## WHAT YOU SHOULD DO
All lines from the entries below that contain the string "wooden" should be copied out.

Dataset items
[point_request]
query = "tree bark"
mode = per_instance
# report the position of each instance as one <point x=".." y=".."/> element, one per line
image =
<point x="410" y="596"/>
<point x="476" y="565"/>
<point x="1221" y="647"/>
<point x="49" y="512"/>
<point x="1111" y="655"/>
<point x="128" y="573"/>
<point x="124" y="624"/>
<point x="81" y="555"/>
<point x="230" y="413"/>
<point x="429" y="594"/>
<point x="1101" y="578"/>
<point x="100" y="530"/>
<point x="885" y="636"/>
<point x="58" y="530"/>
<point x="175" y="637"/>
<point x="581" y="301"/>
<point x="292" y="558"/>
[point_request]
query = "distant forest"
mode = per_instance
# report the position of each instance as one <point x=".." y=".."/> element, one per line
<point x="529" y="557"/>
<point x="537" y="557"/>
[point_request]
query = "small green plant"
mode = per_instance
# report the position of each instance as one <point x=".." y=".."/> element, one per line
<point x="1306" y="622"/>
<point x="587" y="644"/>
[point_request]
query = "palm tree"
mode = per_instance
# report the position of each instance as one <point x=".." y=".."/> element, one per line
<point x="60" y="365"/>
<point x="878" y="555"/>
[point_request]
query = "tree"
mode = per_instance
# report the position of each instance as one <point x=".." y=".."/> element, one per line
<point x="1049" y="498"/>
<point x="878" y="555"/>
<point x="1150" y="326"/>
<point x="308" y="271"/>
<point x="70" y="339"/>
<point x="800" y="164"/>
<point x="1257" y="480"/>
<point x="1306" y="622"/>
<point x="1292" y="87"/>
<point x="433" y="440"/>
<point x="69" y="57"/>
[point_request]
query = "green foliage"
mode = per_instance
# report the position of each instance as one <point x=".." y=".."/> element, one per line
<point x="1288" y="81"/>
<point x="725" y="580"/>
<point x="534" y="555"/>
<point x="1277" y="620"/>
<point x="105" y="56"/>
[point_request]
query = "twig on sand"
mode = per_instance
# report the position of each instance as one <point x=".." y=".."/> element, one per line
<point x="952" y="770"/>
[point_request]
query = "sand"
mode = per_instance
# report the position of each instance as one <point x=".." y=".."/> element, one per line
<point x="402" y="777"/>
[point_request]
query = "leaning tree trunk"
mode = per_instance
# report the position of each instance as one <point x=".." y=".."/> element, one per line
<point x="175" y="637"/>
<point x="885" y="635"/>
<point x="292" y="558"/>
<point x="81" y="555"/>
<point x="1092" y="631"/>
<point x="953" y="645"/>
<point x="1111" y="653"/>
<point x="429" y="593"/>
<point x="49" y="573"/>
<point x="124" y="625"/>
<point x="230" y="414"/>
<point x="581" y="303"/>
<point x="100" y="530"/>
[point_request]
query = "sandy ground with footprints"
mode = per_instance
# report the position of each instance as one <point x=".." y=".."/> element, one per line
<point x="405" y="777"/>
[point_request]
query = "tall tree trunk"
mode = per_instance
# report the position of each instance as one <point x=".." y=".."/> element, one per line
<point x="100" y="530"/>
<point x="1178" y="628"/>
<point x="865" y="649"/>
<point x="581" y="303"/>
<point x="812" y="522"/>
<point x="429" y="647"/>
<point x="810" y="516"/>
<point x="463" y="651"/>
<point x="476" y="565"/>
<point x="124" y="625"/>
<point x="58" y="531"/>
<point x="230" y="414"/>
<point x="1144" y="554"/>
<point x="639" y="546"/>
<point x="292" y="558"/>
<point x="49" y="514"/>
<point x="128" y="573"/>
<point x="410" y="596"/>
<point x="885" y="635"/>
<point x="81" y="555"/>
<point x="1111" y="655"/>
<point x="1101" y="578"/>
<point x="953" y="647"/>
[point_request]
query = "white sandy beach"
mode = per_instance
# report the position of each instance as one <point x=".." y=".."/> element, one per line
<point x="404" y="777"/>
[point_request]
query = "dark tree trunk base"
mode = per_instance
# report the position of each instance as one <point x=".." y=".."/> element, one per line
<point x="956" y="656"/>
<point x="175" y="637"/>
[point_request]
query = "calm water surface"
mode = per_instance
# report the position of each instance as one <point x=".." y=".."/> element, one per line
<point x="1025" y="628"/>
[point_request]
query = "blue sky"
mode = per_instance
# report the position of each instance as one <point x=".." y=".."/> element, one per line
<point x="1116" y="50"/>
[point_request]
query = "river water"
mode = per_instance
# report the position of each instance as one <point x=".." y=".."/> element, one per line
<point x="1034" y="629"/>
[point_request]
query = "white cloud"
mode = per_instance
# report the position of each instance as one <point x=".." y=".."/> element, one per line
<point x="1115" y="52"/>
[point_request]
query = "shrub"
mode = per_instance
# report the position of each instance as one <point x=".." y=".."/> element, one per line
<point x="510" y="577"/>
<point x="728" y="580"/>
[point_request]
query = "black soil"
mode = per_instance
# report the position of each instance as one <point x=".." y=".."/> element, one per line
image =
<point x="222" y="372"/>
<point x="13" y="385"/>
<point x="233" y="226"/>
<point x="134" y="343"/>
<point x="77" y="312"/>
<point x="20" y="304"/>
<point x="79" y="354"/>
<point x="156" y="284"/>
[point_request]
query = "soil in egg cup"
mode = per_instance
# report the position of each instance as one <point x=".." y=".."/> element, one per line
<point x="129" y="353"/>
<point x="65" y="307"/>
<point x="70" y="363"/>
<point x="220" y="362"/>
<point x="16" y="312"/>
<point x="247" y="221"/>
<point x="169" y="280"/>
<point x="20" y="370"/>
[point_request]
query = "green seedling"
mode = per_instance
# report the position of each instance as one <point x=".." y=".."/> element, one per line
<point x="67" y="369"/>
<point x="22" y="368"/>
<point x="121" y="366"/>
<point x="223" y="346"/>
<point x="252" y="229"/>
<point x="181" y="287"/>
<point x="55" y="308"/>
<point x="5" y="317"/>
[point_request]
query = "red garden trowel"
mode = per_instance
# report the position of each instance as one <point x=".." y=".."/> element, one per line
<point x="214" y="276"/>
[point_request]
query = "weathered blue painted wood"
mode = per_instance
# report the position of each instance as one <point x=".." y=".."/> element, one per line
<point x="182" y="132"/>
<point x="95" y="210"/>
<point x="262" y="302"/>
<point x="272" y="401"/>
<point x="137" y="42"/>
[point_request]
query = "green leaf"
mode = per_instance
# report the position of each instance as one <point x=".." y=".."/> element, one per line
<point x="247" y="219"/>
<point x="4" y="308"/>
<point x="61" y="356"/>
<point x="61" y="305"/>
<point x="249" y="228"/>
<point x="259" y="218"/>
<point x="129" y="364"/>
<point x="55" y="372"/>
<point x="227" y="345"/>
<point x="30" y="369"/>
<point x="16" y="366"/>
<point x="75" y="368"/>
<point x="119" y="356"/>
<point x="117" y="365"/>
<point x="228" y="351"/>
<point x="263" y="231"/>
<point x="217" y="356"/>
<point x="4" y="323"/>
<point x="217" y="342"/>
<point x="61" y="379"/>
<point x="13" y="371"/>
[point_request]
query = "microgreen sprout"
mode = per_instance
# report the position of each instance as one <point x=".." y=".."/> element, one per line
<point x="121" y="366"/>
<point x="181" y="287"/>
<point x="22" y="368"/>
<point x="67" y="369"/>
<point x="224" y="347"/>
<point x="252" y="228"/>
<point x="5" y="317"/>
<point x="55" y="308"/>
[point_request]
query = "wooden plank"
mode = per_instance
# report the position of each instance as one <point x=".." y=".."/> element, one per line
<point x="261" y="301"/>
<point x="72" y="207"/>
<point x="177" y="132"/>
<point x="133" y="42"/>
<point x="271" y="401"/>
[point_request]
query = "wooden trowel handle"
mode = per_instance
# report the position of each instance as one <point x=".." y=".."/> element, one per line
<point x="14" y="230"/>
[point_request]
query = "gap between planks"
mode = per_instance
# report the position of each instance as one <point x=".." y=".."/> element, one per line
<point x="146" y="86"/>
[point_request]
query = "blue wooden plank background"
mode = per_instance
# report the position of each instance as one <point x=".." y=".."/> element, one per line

## FINAL ANSWER
query = "wooden plank"
query = "wooden trowel handle"
query = "blue wooden plank background"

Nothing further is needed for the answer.